STUDY QUESTIONS
**A)** According to the shuttle artwork discussion, why would space ambulances have seemed reasonable to the program's planners? Answer in one to three sentences.
**B)** In the shuttle artwork discussion, where else can the same artwork be found?

PAGE TEXT
<<<<
I recently stumbled over this artwork in a McDonnell Douglas ad from the 1970s of a Phase B orbiter concept. The prominent Red Cross markings puzzled me.
What is the story behind these markings? Have there ever been proposals or plans to use the Space Shuttle as "space ambulance" or "space hospital", that would mandate such markings, or even with the Red Cross organisation itself? What was the rationale for this?
Or is it just the result of an artist's phantasy running wild?
Same artwork can also be found on page I-240 in volume 1 of Dennis Jenkins' three-volume Space Shuttle book.
There was an amazing level of overconfidence in what the proposed program could do. Incredibly cheap access to space would lead to space stations, resources, industry, and thousands of people living in space. If those flights of fantasy came true then space ambulances would be reasonable. Of course, that didn't happen and it seems ridiculous to us today.
That's an understatement. One flight per week, 52 flights per year over 1978-1990: that would have been 624 flights.
Put otherwise: at 52 flights annually, the Shuttle 135 flights we got in the end would have been spread, not over 30 years (1981-2011) but in a bit more than 2.5 years ! (52+52+26 = 130). 3 years instead of 30 years: that's 10X times the flight rate we got.
I found another photo of the McDonnell Douglas Phase B design study for a space shuttle configured for use as an ambulance/hospital at
Flickr.
I found another photo of the McDonnell Douglas Phase B design study for a space shuttle optimized for use as an ambulance/hospital at Flickr.
"optimized"? how about just configured.
>>>>
EXTRACTED ENTRIES
<<<<
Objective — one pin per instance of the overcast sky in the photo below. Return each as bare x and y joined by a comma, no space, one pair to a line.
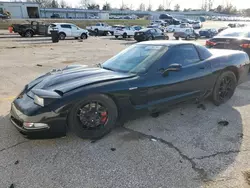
155,3
194,4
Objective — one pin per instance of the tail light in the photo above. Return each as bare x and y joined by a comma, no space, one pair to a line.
210,43
245,45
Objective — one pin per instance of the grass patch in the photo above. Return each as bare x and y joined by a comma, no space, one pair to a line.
4,24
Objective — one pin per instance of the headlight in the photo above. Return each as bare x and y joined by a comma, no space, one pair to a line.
38,100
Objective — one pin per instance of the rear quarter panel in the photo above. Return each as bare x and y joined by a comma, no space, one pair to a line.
236,61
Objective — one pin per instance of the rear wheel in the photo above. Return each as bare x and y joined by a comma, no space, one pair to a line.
29,33
224,88
124,35
84,36
150,38
93,117
62,36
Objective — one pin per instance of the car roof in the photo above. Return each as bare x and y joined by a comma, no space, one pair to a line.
167,43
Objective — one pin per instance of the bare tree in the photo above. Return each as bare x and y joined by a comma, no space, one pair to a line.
63,4
142,7
168,4
177,7
84,3
149,7
210,4
160,8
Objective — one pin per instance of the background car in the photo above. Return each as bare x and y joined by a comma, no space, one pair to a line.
197,25
146,77
208,33
234,39
150,34
186,33
124,31
69,30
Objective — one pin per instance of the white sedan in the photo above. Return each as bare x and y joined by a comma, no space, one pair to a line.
124,32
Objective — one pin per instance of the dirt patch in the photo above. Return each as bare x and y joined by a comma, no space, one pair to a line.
247,176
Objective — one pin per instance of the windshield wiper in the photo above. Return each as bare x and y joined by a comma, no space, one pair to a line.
106,68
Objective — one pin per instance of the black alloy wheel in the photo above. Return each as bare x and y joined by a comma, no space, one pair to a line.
224,87
93,117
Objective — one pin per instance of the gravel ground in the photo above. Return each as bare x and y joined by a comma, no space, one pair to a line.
182,148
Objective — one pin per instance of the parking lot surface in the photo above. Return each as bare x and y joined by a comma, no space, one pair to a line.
187,147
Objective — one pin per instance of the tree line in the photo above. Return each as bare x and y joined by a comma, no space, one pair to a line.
206,5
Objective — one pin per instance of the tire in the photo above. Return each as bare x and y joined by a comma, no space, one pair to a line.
62,36
150,38
29,33
219,96
124,35
96,132
84,36
21,34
>>>>
ANSWERS FOR THE TASKS
**A)** The planners were extremely confident about what the program could achieve. They expected very cheap access to space to lead to space stations, resource use, industry and thousands of people living in space. If that had come true, space ambulances would have made sense.

**B)** On page I-240 in volume 1 of Dennis Jenkins' three-volume Space Shuttle book.